*List of tasks:*
A. Reproduce the part of the passage on Harakat Hezbollah al-Nujaba starting with "In February 2019, the" and going on through "Global Terrorists (SDGT).", without changing a word.
B. According to the passage on Harakat Hezbollah al-Nujaba, in which city is the group's TV channel based?

*Text segment:*
*****

Harakat Hezbollah al-Nujaba (Nujaba or HHN; ), officially the 12th Brigade is a radical Iraqi Shi'ite paramilitary group that is especially active in Syria and Iraq. It was established in 2013 to support Bashar al- Assad in Syria against anti-regime rebels. The group is handled by the IRGC's Quds Force as part of an Iranian strategy to use sectarian Shi'ite forces in various countries to promote Iran's local and regional interests. It openly receives training, arms, and military advice from Iran. It is part of Iraq's Popular Mobilization Forces (PMF), a group of Shi’ite militias that are close to Iran along with the country's Armed Forces.

HHN has a TV channel named Al-Nujaba TV, which is based in Baghdad, Iraq.

In February 2019, the U.S. Secretary of State Mike Pompeo designated Harakat Hezbollah al-Nujaba (and all its aliases and component parts) and its leader Akram al-Kaabi Specially Designated Global Terrorists (SDGT).

*****

*Given entries:*
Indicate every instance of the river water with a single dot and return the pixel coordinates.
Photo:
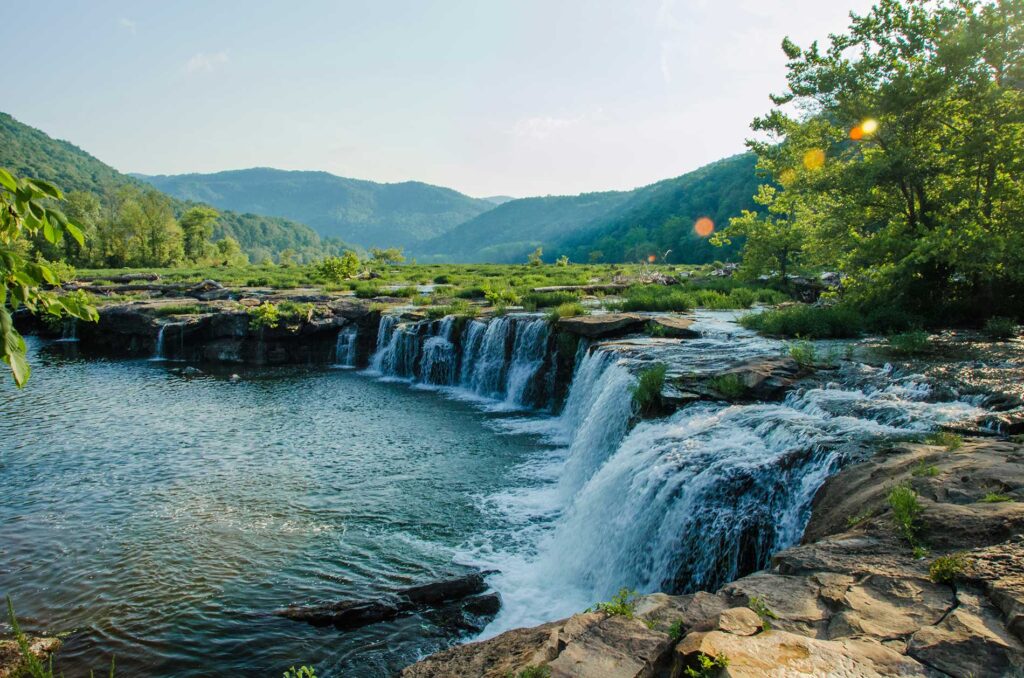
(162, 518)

*****

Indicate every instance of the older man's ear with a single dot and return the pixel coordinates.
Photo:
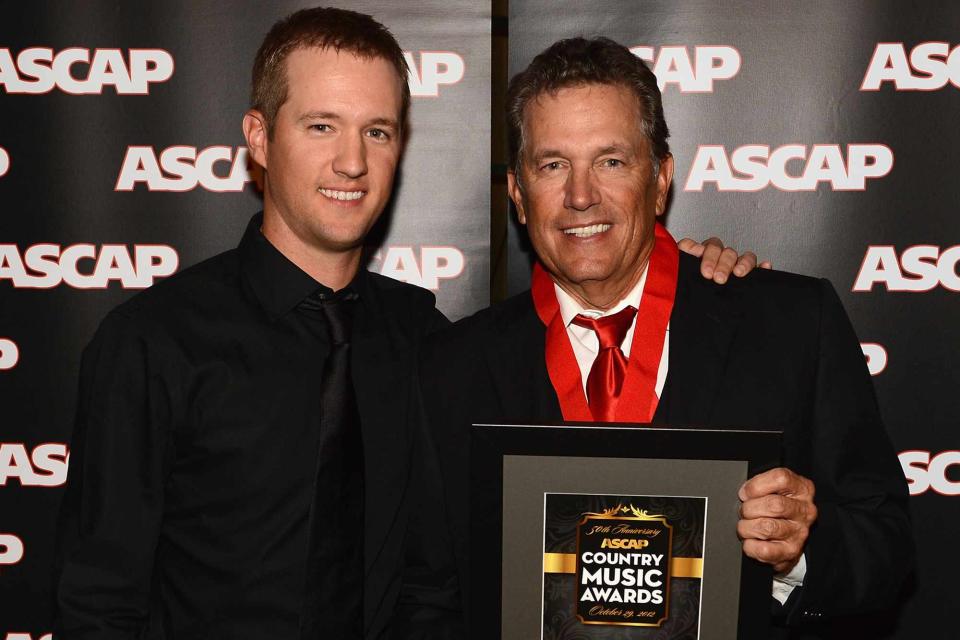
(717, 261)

*****

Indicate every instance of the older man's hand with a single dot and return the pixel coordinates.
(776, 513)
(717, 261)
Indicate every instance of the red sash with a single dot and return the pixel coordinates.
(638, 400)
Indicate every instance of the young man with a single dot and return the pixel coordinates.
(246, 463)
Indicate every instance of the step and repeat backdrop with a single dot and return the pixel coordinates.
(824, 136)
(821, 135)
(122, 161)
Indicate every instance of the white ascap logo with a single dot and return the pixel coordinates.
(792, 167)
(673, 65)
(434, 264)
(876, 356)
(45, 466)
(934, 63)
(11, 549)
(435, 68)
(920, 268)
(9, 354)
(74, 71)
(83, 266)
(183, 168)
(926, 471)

*****

*Task answers:*
A.
In February 2019, the U.S. Secretary of State Mike Pompeo designated Harakat Hezbollah al-Nujaba (and all its aliases and component parts) and its leader Akram al-Kaabi Specially Designated Global Terrorists (SDGT).

B. Baghdad, Iraq.